• Your task
Could you repeat every record exactly as it appears?

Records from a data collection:
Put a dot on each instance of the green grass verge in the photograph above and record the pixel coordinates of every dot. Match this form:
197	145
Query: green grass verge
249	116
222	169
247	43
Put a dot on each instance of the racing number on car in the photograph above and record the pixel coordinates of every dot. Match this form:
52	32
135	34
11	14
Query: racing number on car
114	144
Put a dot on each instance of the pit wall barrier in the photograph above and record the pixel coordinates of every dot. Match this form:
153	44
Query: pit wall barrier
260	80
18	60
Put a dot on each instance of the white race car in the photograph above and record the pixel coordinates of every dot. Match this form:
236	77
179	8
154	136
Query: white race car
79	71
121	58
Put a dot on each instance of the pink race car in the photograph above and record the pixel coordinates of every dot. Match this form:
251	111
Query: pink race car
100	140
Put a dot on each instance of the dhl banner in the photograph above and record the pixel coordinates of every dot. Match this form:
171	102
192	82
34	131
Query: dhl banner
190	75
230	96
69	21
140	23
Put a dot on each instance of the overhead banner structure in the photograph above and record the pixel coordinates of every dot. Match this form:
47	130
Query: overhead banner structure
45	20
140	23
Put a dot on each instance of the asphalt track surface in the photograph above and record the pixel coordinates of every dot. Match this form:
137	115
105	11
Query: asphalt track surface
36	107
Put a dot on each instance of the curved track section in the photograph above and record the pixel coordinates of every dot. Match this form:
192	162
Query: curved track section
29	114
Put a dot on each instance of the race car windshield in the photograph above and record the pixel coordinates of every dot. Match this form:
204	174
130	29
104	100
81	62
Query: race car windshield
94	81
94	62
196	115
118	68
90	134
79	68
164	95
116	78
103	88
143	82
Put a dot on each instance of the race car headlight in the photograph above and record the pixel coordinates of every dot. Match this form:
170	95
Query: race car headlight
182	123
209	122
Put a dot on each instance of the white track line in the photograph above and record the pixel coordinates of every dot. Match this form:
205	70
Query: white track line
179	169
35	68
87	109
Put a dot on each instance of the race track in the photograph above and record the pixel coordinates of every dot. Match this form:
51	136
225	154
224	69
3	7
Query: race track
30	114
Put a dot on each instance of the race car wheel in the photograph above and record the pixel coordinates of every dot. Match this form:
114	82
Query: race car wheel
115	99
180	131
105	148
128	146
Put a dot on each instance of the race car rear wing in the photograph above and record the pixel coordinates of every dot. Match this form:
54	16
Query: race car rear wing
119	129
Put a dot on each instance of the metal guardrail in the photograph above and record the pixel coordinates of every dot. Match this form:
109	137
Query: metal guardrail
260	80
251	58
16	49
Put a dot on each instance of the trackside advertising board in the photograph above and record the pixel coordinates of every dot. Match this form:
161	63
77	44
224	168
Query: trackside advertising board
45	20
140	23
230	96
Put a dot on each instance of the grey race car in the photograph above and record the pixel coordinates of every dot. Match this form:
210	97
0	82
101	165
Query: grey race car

• Answer for this exercise
Put a dot on each instance of the green grass verge in the photograph above and record the pixel coordinates of every dot. Match this form:
197	145
Query: green grass verge
249	116
222	169
247	43
Put a dot on each instance of the racing number on car in the photograph above and record the pixel coordinates of every dot. Match this form:
52	32
135	34
11	14
Query: racing number on car
114	144
Put a dot on each instance of the pit wall barrier in the photograph above and record the pixel coordinates of every dot. Match this form:
153	44
Query: pit wall barrier
260	80
18	60
Put a dot on each instance of the white race car in the photograph above and record the pixel coordinates of every dot. Match this form:
236	77
179	8
154	136
Query: white race car
79	71
121	58
Put a dot on each instance of the pink race car in the photograph above and record the pixel coordinates of every dot. Match this form:
251	111
Query: pink race car
100	140
Put a dot on each instance of the dhl banner in the photograph above and record the pixel coordinates of every dot. Match this form:
171	102
192	82
34	131
Query: dhl banner
190	75
230	96
69	21
140	23
Put a dot on each instance of the overhead banner structure in the photograph above and record the pixel coordinates of every dot. Match this form:
47	130
Query: overhead banner structure
45	20
140	23
Put a dot on each instance of the asphalt track surface in the photograph above and record the pixel coordinates of every dot. Match this form:
137	115
105	11
Query: asphalt track surface
36	107
Put a dot on each instance of the curved track section in the photograph above and record the pixel coordinates of every dot. Match this form:
192	162
Query: curved track section
29	114
Put a dot on each instance of the race car windshield in the photograph above and record the pixel coordinates of every dot. Match this form:
204	174
130	29
104	100
81	62
Query: race car windshield
94	81
94	62
196	115
118	68
90	134
79	68
164	95
116	78
103	88
143	82
Put a dot on each instance of the race car headlight in the photograph above and record the pixel coordinates of every dot. Match this form:
170	95
Query: race car headlight
182	123
209	122
Put a dot on each instance of the white track line in the photograph above and record the pixel coordinates of every dot. Match this form:
205	70
Query: white track line
179	169
35	68
87	109
Put a dot on each instance of the race track in the photograph above and record the pixel coordinates of every dot. Match this form:
51	136
225	154
224	69
3	7
Query: race track
30	114
Put a dot on each instance of the race car wheel in the photograph above and record the pixel coordinates of every dot. Match this form:
114	82
Query: race car wheel
115	99
180	131
105	148
128	146
Put a dot on each instance of the race car rear wing in the photograph above and record the pixel coordinates of every dot. Match this form:
54	16
Query: race car rear wing
119	129
Put a dot on each instance of the metal guardrail in the photograph above and record the pixel coordinates of every dot. Match this form:
109	137
Query: metal guardrail
260	80
251	58
16	49
Put a dot on each instance of the trackside advertising board in the photograph above and record the pixel coordinates of every dot. Match this form:
161	63
77	44
224	168
Query: trackside advertising board
45	20
140	23
230	96
Put a dot on each instance of the grey race car in the photograph above and record the pixel coordinates of every dot. Match this form:
210	97
0	82
101	165
Query: grey race car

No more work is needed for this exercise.